● Task details:
Copy out each of the lines below word for word, and leave the pictures out of your copy.
-------- Items
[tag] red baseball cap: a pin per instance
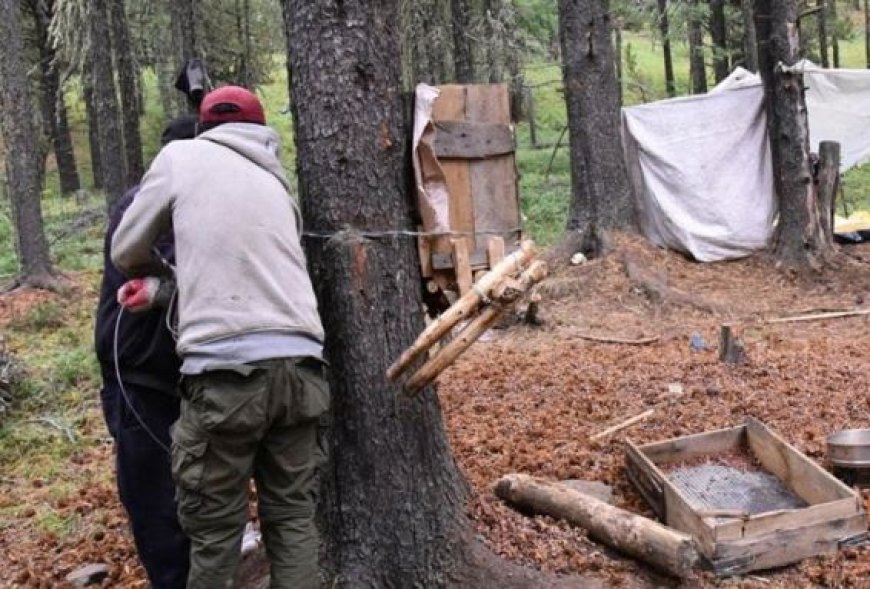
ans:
(231, 104)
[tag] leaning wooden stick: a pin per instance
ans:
(668, 550)
(462, 308)
(623, 425)
(818, 316)
(506, 292)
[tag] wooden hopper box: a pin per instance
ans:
(826, 514)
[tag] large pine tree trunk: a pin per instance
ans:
(719, 36)
(20, 136)
(601, 196)
(800, 239)
(393, 503)
(126, 67)
(111, 143)
(665, 30)
(52, 103)
(697, 69)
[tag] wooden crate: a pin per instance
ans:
(834, 514)
(474, 147)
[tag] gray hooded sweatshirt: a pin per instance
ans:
(240, 266)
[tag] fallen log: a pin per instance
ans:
(667, 550)
(463, 308)
(621, 426)
(504, 293)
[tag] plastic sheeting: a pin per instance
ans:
(701, 165)
(701, 171)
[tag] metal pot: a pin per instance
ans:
(850, 448)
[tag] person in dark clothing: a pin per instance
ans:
(140, 414)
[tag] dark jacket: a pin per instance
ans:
(146, 348)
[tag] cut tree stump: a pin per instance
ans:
(665, 549)
(730, 347)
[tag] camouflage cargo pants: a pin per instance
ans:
(256, 420)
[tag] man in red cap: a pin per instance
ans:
(249, 336)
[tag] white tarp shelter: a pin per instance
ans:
(701, 166)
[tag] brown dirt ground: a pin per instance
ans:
(528, 398)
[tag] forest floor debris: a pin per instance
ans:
(530, 398)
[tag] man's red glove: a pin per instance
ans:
(138, 294)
----------------
● Problem solution:
[tag] red baseball cap: a pin per instance
ans:
(231, 104)
[tag] leaning wooden stick: a pin per instance
ans:
(668, 550)
(462, 308)
(623, 425)
(818, 316)
(506, 292)
[tag] wooden hopper box: a pin per instance
ans:
(826, 514)
[tag] large pine tree trunk: a pin per instance
ans:
(719, 36)
(20, 136)
(601, 196)
(800, 239)
(393, 503)
(126, 67)
(111, 143)
(665, 30)
(52, 103)
(697, 69)
[tag] wooden crate: a pin per instance
ans:
(834, 514)
(474, 147)
[tag] gray hooded sweatshirt: a pin per instance
ans:
(240, 266)
[tag] fallen log: a pin per instance
ans:
(667, 550)
(463, 308)
(621, 426)
(504, 293)
[tag] plastic sheeting: a pin per instance
ans:
(701, 165)
(701, 171)
[tag] metal pot: a pin per instance
ans:
(850, 448)
[tag] person in dark clothing: a pin per instance
ans:
(140, 414)
[tag] dark jacket: a pin per instance
ans:
(146, 348)
[tag] cut tree stump: a pin per instance
ans:
(665, 549)
(730, 347)
[tag] camouflage cargo pants: a pin per instance
ans:
(256, 420)
[tag] man in red cap: a pin per instance
ans:
(249, 336)
[tag] white tarp shelter: a pin per instance
ans:
(701, 166)
[tag] brown dirt ground: a pin per instance
ans:
(528, 398)
[tag] forest floor debris: a pin per instance
ans:
(530, 398)
[tag] man's red glove: a pin per instance
ans:
(138, 294)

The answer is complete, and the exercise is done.